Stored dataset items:

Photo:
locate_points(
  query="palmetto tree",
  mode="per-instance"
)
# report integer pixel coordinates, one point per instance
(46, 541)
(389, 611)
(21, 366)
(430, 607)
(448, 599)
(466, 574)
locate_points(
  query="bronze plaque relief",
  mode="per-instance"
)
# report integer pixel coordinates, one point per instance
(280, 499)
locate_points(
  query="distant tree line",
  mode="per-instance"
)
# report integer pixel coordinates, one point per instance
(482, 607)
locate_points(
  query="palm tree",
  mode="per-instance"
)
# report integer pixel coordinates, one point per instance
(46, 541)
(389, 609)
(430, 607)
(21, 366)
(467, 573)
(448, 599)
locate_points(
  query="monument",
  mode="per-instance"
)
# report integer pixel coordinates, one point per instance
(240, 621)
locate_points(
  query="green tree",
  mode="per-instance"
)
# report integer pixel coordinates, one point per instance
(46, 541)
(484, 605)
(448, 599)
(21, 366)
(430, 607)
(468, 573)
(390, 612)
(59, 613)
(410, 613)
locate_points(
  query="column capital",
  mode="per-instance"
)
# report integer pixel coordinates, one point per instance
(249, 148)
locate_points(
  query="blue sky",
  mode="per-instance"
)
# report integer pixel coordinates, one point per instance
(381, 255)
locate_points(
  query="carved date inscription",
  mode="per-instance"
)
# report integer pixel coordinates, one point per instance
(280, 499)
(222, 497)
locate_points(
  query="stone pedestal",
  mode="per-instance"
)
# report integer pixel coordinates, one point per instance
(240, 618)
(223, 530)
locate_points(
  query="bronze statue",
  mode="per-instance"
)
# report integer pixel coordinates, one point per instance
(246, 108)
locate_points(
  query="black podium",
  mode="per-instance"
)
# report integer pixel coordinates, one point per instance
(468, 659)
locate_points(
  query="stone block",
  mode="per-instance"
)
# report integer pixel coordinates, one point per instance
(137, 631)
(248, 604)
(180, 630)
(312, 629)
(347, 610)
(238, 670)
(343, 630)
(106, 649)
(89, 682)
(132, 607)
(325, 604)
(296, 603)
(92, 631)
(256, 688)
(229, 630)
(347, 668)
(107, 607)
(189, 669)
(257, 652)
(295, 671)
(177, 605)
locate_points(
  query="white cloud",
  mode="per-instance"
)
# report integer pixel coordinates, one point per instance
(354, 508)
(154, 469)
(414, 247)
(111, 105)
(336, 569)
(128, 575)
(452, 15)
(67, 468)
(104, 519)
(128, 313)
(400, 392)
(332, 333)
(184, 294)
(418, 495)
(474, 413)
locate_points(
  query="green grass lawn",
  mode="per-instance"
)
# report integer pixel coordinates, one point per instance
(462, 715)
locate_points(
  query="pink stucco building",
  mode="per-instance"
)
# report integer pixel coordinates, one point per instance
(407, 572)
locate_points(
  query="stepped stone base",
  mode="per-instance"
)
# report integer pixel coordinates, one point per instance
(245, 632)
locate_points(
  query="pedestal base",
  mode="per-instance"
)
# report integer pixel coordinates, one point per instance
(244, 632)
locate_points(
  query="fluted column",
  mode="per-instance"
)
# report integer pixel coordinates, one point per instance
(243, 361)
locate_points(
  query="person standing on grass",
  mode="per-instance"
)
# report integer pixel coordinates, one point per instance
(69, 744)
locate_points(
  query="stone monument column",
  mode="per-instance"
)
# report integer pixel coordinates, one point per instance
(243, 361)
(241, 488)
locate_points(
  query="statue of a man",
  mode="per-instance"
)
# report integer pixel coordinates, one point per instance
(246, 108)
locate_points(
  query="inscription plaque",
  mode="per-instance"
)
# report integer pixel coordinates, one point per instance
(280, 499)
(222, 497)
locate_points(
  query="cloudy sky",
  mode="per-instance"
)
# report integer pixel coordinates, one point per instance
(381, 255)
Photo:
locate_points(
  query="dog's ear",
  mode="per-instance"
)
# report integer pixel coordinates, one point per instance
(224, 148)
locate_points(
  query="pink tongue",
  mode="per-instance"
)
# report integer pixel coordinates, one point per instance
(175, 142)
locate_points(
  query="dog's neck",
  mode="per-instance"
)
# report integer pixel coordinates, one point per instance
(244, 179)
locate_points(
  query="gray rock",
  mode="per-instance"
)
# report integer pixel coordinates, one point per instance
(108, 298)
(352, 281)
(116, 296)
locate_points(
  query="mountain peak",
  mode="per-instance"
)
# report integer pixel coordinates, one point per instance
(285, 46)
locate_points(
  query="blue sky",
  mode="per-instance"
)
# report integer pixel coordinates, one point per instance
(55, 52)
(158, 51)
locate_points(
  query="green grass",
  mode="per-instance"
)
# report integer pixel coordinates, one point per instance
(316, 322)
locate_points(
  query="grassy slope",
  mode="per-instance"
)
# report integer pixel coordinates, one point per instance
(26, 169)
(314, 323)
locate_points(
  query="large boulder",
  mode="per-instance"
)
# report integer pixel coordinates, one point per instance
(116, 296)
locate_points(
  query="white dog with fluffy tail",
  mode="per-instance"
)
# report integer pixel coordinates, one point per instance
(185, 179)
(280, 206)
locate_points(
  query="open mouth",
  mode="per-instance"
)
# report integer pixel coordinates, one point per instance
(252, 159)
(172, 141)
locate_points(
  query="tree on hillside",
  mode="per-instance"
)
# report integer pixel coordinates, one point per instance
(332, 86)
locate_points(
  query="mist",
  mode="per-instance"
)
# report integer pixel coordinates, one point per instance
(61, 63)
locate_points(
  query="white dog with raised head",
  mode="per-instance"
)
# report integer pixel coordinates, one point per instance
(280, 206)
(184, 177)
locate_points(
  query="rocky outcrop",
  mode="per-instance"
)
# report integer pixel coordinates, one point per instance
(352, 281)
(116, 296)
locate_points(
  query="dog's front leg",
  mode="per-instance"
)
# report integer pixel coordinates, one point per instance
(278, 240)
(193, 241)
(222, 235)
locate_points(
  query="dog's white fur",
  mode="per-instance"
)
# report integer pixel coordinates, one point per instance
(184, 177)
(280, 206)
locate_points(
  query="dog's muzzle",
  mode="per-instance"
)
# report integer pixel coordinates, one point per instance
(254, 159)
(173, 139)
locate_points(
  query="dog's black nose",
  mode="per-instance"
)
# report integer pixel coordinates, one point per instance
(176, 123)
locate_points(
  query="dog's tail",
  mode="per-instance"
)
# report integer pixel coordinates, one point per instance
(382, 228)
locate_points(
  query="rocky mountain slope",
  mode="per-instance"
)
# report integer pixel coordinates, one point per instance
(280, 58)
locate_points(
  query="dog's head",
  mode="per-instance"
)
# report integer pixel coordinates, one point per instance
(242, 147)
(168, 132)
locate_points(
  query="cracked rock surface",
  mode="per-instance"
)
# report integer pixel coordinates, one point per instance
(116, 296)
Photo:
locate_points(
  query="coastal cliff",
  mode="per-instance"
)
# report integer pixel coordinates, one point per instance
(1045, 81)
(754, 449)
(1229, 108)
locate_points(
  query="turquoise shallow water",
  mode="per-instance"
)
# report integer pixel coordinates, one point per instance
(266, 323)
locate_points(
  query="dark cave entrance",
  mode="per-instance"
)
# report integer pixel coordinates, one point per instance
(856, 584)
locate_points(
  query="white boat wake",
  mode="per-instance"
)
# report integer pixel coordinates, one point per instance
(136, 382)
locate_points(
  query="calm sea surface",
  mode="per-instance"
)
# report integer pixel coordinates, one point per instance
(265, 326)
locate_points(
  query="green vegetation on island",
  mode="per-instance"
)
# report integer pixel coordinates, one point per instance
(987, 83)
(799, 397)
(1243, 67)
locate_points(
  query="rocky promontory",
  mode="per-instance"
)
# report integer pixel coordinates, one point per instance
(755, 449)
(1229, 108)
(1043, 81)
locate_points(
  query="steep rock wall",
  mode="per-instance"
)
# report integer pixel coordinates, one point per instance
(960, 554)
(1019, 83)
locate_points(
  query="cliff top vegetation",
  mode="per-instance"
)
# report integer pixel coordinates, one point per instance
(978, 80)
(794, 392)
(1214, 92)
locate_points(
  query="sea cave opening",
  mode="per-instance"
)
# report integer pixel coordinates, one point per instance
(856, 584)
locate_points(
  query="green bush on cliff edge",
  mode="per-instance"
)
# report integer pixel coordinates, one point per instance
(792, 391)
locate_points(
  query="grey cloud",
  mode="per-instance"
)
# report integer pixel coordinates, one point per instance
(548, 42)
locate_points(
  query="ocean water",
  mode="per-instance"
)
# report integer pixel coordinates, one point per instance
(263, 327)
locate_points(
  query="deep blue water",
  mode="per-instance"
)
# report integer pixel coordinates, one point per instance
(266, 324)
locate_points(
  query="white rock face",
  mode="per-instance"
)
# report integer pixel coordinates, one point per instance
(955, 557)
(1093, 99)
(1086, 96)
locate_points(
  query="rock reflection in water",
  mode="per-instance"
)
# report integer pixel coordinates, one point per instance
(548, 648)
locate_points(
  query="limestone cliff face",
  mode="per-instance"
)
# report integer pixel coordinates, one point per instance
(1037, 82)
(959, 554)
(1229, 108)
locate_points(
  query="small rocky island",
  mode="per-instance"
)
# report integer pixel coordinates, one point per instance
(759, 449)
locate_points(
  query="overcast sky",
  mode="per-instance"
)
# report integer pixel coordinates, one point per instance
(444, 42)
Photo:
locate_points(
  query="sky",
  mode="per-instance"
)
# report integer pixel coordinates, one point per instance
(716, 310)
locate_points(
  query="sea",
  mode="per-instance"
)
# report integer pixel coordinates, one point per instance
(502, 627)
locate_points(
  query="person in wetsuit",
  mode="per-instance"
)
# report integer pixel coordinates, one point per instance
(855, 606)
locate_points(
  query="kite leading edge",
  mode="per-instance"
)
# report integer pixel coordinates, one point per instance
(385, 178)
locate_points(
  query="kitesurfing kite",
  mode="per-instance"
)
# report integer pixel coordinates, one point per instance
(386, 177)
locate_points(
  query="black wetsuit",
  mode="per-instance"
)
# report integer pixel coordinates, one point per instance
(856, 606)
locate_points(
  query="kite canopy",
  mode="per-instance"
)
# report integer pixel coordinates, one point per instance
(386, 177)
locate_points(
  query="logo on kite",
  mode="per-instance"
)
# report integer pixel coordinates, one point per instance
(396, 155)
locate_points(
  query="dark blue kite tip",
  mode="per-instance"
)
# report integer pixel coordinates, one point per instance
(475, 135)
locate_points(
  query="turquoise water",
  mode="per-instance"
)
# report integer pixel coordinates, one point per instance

▶ _Task details_:
Search the records for the string "bronze" and return every line in which it occurs.

▶ _Answer to this problem_:
  query="bronze plaque relief",
  query="bronze statue",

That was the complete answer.